### [WHAT THE EXERCISE ASKS]
Report each line in the data below that contains the word "under".

┌──

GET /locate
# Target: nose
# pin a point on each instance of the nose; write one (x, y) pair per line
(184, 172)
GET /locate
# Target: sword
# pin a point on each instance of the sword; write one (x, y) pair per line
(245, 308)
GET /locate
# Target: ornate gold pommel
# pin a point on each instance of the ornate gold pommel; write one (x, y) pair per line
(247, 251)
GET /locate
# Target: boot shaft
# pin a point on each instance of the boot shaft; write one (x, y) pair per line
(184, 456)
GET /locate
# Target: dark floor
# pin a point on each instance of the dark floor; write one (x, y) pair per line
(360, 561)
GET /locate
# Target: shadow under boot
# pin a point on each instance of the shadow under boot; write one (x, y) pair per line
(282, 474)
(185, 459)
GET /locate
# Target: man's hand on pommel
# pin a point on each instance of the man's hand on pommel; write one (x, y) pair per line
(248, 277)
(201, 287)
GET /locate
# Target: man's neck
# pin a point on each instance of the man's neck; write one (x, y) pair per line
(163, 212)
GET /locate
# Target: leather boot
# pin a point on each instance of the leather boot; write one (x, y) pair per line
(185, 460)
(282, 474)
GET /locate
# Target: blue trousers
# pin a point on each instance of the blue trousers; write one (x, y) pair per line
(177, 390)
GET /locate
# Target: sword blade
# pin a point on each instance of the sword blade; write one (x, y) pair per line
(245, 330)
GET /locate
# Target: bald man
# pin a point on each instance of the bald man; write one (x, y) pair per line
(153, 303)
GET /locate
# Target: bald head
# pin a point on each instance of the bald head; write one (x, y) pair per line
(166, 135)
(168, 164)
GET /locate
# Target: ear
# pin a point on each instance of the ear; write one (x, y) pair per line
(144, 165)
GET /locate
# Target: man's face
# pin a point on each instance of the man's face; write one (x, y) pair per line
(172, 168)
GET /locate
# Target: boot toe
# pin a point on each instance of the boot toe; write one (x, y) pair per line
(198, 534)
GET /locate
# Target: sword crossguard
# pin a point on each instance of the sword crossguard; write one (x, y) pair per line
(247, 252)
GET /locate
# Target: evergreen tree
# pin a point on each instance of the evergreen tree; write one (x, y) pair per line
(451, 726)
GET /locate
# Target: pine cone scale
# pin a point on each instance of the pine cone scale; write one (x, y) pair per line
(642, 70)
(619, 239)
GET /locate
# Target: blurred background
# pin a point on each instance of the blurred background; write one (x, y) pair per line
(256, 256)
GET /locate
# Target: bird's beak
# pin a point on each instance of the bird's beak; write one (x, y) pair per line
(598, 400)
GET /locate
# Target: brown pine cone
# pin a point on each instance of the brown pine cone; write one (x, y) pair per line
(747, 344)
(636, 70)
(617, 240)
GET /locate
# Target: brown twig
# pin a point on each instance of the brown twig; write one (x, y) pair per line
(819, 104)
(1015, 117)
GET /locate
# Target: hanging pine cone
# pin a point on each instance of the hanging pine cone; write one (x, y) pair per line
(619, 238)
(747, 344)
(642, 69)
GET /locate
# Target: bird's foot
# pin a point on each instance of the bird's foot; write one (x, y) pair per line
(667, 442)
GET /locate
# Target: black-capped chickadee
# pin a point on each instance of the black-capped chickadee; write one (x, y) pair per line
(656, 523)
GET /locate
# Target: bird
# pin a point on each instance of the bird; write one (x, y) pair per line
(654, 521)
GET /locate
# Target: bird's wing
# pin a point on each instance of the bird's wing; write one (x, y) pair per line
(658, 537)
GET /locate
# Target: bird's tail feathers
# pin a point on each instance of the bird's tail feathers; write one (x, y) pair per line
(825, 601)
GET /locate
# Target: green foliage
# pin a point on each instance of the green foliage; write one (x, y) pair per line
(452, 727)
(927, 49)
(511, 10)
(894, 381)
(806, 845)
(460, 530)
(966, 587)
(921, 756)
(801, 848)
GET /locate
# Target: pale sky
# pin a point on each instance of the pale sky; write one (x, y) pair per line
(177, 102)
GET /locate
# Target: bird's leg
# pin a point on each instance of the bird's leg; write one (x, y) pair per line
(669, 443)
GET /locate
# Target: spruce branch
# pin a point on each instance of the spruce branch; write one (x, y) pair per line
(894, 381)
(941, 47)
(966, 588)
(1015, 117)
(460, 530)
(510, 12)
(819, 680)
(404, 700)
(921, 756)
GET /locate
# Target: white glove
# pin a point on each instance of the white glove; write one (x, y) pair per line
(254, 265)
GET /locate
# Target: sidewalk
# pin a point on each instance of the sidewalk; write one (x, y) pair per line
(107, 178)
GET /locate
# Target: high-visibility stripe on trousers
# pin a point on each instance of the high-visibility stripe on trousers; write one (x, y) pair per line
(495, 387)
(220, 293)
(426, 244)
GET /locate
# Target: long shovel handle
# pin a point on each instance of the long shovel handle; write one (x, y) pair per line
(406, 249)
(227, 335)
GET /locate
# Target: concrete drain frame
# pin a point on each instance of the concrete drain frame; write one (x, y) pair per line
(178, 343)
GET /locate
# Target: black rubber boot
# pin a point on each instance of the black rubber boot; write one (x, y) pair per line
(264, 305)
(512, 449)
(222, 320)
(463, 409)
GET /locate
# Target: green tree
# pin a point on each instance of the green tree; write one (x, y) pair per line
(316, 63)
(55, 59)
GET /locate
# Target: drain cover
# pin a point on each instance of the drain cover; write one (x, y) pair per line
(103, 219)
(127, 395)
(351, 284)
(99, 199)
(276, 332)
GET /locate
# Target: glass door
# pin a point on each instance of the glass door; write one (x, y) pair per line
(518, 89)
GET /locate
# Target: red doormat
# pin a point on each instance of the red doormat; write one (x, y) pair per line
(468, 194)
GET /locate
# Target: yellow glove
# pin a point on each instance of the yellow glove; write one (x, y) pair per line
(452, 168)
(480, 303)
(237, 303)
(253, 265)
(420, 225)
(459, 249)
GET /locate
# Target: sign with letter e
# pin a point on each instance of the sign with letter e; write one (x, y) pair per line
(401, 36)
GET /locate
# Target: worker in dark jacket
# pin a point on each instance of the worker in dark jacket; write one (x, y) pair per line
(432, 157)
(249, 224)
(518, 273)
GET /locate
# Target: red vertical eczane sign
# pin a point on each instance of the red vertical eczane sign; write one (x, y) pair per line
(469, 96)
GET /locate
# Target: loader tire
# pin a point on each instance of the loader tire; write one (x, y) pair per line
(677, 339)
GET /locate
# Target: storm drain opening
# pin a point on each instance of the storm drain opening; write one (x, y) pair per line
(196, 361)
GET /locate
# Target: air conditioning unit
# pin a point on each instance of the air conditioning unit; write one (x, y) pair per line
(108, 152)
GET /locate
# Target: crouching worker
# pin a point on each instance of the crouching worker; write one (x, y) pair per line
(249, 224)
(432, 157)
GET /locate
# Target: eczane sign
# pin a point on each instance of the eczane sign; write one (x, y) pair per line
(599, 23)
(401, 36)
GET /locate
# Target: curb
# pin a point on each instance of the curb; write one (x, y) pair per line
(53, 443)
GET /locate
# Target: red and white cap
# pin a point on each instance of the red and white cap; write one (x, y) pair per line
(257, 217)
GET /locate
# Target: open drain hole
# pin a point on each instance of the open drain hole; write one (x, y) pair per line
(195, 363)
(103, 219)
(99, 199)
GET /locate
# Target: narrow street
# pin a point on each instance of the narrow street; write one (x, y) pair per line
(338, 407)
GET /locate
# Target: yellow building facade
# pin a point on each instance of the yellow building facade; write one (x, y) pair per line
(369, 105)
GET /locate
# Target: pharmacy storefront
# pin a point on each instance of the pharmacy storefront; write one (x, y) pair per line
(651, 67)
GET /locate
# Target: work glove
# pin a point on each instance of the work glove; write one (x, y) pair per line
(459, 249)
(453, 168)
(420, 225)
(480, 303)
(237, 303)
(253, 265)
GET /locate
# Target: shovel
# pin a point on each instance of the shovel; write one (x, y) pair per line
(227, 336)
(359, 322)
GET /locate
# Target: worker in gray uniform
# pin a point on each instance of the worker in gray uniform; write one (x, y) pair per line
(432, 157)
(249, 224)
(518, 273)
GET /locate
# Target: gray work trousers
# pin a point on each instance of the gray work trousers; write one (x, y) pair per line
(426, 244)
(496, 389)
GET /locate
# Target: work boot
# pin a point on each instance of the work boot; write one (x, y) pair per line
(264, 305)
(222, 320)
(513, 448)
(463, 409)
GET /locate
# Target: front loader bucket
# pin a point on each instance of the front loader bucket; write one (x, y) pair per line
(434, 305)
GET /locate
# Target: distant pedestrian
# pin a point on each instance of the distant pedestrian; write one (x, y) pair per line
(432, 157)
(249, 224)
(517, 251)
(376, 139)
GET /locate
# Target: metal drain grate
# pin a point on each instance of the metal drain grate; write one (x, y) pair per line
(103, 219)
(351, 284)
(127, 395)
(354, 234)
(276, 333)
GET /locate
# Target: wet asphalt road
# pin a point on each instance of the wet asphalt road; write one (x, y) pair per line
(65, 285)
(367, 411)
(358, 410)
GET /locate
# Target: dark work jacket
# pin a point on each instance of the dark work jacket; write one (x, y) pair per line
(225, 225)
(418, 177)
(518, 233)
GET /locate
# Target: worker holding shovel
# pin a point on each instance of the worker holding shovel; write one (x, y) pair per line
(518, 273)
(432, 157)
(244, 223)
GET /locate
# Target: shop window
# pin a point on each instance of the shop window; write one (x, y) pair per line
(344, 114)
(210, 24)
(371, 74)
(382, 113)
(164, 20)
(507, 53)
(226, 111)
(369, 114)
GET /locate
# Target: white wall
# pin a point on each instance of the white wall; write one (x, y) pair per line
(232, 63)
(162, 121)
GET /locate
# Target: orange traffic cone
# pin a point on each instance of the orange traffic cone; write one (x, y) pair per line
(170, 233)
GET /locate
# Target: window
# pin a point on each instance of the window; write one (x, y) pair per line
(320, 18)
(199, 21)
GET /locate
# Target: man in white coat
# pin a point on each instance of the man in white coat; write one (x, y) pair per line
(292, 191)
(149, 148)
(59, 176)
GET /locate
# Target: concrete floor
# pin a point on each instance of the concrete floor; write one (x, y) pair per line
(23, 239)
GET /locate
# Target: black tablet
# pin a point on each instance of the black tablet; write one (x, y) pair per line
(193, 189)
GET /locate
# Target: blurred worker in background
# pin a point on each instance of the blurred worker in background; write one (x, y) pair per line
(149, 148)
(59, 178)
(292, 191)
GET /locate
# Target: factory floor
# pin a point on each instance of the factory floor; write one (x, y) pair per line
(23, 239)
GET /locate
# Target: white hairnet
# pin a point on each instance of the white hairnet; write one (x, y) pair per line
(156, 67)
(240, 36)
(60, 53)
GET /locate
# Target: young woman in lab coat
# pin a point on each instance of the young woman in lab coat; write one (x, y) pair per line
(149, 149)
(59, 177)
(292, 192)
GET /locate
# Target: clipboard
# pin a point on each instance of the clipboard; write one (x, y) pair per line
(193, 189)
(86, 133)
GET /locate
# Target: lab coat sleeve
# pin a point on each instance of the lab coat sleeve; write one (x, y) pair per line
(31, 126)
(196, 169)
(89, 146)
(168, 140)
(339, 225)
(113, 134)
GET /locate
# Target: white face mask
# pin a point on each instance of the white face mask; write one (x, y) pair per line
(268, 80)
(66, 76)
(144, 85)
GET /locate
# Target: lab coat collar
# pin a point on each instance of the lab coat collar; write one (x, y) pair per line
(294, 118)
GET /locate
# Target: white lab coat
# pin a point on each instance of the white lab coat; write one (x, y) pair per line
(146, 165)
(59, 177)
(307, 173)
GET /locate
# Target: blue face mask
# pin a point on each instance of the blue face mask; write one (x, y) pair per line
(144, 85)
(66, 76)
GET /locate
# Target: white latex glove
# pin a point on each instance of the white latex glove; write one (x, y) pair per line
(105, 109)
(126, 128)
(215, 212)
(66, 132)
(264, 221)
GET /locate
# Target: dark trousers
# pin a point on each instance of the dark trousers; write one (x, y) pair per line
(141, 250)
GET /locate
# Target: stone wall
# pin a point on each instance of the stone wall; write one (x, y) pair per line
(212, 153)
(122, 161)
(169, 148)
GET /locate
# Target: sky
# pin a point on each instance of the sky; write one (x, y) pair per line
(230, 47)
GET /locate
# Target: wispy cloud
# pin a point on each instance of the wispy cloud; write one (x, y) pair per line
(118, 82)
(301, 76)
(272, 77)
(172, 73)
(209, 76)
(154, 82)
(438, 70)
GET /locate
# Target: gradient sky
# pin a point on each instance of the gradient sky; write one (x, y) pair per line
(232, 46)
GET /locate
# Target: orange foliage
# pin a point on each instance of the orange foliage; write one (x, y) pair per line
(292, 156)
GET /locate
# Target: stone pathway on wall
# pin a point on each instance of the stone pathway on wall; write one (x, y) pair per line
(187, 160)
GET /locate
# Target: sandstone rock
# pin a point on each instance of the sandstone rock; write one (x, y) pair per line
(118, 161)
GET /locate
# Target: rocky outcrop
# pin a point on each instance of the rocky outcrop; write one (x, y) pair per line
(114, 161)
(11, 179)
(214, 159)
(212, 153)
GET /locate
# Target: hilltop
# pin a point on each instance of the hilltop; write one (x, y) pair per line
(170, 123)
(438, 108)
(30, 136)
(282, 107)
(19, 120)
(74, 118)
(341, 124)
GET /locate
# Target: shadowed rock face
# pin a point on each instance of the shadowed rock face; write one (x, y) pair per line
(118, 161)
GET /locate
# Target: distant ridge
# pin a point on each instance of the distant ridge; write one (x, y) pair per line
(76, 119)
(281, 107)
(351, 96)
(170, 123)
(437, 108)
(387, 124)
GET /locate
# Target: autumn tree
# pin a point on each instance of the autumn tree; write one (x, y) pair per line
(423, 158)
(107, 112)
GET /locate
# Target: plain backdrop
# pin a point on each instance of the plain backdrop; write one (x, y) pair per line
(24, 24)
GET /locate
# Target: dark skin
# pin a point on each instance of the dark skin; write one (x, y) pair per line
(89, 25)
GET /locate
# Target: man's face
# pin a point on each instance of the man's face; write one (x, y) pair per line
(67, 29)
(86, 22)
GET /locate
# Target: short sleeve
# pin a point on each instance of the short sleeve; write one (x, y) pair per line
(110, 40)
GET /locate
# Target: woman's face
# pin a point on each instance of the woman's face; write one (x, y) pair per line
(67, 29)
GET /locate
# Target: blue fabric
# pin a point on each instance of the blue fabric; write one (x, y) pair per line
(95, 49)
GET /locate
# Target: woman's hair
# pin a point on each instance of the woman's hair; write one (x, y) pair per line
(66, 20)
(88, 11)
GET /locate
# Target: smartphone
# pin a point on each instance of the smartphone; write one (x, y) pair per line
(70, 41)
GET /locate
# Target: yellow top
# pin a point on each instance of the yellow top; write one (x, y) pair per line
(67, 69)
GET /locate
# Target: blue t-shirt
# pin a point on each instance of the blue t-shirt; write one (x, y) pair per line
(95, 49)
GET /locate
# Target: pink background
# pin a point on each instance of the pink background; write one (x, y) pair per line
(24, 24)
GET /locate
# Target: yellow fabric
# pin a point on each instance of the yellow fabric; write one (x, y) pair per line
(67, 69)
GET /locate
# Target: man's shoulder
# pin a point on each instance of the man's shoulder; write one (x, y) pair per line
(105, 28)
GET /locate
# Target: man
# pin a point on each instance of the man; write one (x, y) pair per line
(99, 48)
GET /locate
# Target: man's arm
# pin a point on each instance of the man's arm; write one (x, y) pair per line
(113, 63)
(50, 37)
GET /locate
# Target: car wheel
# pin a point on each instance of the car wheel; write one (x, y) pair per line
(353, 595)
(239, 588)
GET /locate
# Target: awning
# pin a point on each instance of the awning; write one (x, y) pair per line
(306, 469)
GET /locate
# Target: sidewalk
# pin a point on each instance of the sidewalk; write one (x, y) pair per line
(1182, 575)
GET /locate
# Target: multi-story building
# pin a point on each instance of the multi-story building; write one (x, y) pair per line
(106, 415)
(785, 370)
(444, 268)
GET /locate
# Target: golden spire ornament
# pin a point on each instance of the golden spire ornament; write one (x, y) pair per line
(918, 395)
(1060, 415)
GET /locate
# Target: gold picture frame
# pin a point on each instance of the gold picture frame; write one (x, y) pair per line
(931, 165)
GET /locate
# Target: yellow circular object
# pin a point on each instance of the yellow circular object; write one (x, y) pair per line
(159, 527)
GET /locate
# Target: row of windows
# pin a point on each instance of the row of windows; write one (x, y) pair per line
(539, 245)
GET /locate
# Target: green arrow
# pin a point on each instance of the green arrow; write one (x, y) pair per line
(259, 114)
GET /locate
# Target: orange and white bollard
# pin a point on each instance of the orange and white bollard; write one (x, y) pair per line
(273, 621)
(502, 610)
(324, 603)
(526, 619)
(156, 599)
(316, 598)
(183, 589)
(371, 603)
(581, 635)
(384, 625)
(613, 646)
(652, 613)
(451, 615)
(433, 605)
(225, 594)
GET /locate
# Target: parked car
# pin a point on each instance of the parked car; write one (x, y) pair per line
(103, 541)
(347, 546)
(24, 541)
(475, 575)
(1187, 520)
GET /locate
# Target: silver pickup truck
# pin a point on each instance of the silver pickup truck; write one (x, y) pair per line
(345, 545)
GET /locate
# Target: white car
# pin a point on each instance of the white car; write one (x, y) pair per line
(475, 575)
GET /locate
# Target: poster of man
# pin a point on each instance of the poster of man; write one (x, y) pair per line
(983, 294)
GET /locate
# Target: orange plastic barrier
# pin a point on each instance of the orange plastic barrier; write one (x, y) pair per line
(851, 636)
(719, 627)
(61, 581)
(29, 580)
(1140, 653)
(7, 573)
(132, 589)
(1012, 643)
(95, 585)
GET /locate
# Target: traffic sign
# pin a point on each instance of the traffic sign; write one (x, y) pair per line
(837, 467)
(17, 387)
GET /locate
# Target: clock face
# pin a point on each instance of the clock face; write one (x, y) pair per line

└──

### [SOLUTION]
# Target: shadow under boot
# pin a point on each instance of the shadow under boot; write one (x, y) pair per line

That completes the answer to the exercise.